TASKS:
#1 From the article about the tri-generation fuel cell station below, reproduce word for word the passage starting at "The world's first" and ending at "wastewater treatment plant.".
#2 List the three things that the article below about the tri-generation fuel cell station says the fuel cell system produces together.
#3 Extend the article below about the tri-generation fuel cell and hydrogen energy station, picking up after its final sentence.

TEXT SECTION:
::::::::

The world's first tri-generation fuel cell and hydrogen energy station had a commissioning ceremony yesterday in Fountain Valley, California.
(Video explains hydrogen fuel cells. However, it is not these same technology provider as in the article.)
The fuel cell is a combined heat, hydrogen, and electricity-generating system, making it a tri-generation system.
Here's how it works:
Biogas from the municipal wastewater treatment plant feeds the fuel cell, which then generates hydrogen. That hydrogen will be sent to a hydrogen fueling station that's open to the public and can support 25-50 fuel cell electric vehicle fill-ups each day. The fuel cell also produces 250 kW of electricity which will partially power the wastewater treatment plant.
Using hydrogen produced on-site solves infrastructure problems that are holding back the technology, and should accelerate its adoption as a renewable fuel.

::::::::

DATA SUPPLIED:
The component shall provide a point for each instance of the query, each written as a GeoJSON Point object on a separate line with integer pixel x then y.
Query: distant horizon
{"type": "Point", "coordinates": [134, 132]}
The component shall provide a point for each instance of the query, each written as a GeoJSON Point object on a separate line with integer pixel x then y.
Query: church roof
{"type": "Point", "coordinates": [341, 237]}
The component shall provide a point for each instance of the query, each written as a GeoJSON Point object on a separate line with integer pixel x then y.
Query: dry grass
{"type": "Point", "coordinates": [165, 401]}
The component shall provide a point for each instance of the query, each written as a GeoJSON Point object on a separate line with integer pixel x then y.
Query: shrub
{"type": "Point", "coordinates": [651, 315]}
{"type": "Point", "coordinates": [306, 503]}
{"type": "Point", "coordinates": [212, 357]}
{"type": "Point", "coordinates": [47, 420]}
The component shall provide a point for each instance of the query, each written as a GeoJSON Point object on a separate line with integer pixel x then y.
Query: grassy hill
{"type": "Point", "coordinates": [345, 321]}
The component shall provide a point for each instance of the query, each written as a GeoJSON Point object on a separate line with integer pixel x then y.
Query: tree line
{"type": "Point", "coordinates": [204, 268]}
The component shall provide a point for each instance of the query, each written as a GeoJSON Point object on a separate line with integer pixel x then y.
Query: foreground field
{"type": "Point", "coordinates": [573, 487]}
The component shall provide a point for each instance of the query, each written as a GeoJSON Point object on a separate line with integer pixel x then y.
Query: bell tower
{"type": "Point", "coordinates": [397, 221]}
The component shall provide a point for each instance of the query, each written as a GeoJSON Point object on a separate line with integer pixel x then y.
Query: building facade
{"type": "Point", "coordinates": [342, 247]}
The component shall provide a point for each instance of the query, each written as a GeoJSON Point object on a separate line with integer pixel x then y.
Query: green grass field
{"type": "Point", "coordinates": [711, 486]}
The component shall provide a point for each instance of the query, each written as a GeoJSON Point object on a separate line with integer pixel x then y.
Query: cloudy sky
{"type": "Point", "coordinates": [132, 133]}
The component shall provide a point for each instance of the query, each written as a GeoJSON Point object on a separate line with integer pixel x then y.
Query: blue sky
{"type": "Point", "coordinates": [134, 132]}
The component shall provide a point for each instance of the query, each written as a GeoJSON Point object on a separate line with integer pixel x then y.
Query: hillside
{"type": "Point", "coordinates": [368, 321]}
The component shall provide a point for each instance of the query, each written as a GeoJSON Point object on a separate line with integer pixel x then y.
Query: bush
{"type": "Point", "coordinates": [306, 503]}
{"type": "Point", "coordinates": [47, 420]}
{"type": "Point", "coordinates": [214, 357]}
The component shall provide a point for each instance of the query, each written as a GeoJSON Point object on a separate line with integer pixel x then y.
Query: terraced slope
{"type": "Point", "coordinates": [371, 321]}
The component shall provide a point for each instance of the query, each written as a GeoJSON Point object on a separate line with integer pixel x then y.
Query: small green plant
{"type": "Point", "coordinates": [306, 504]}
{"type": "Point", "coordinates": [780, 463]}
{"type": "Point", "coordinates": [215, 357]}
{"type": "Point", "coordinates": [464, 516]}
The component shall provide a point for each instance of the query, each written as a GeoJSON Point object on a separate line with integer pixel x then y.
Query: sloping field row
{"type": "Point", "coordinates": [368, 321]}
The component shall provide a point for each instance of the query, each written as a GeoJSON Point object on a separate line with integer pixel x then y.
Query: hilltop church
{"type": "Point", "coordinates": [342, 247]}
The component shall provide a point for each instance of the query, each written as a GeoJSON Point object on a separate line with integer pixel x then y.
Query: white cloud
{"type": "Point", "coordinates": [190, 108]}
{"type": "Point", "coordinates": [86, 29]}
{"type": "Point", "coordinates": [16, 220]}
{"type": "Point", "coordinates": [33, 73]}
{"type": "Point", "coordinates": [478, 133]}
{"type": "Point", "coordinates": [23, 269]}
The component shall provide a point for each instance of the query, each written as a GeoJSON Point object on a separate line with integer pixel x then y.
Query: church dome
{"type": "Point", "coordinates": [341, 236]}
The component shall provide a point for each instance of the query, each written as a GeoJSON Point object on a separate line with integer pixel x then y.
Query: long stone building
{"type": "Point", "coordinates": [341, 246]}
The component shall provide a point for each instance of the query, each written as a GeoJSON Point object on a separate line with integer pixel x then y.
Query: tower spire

::::::::

RESPONSES BY TASK:
#1
The world's first tri-generation fuel cell and hydrogen energy station had a commissioning ceremony yesterday in Fountain Valley, California.
(Video explains hydrogen fuel cells. However, it is not these same technology provider as in the article.)
The fuel cell is a combined heat, hydrogen, and electricity-generating system, making it a tri-generation system.
Here's how it works:
Biogas from the municipal wastewater treatment plant feeds the fuel cell, which then generates hydrogen. That hydrogen will be sent to a hydrogen fueling station that's open to the public and can support 25-50 fuel cell electric vehicle fill-ups each day. The fuel cell also produces 250 kW of electricity which will partially power the wastewater treatment plant.

#2 Heat, hydrogen, and electricity

#3
The Fountain Valley fuel cell system could offer a pathway to low-cost hydrogen while demonstrating the versatility of fuel cells ability to use multiple feedstocks. Fuel cells can run on biogas or natural gas to produce electricity and fuel for light duty vehicles such as forklifts or as backup power in applications such as cell phone towers.
The project was developed as a partnership between the US Department of Energy, California Air Resources Board, the Orange County Sanitation District, and private industry. The project is managed by Air Products (NYSE: APD); additional partners include FuelCell Energy, Inc. (Nasdaq: FCEL) and the National Fuel Cell Research Center at the University of California, Irvine.
"Innovations like this demonstrate how American ingenuity and targeted investment can accelerate breakthroughs in the hydrogen and fuel cell industry while driving the clean energy economy forward," says DOE's Deputy Assistant Secretary for Renewable Energy Steve Chalk. "By providing the added value of electricity and heat, this approach provides a significant step in overcoming economic challenges with hydrogen refueling infrastructure."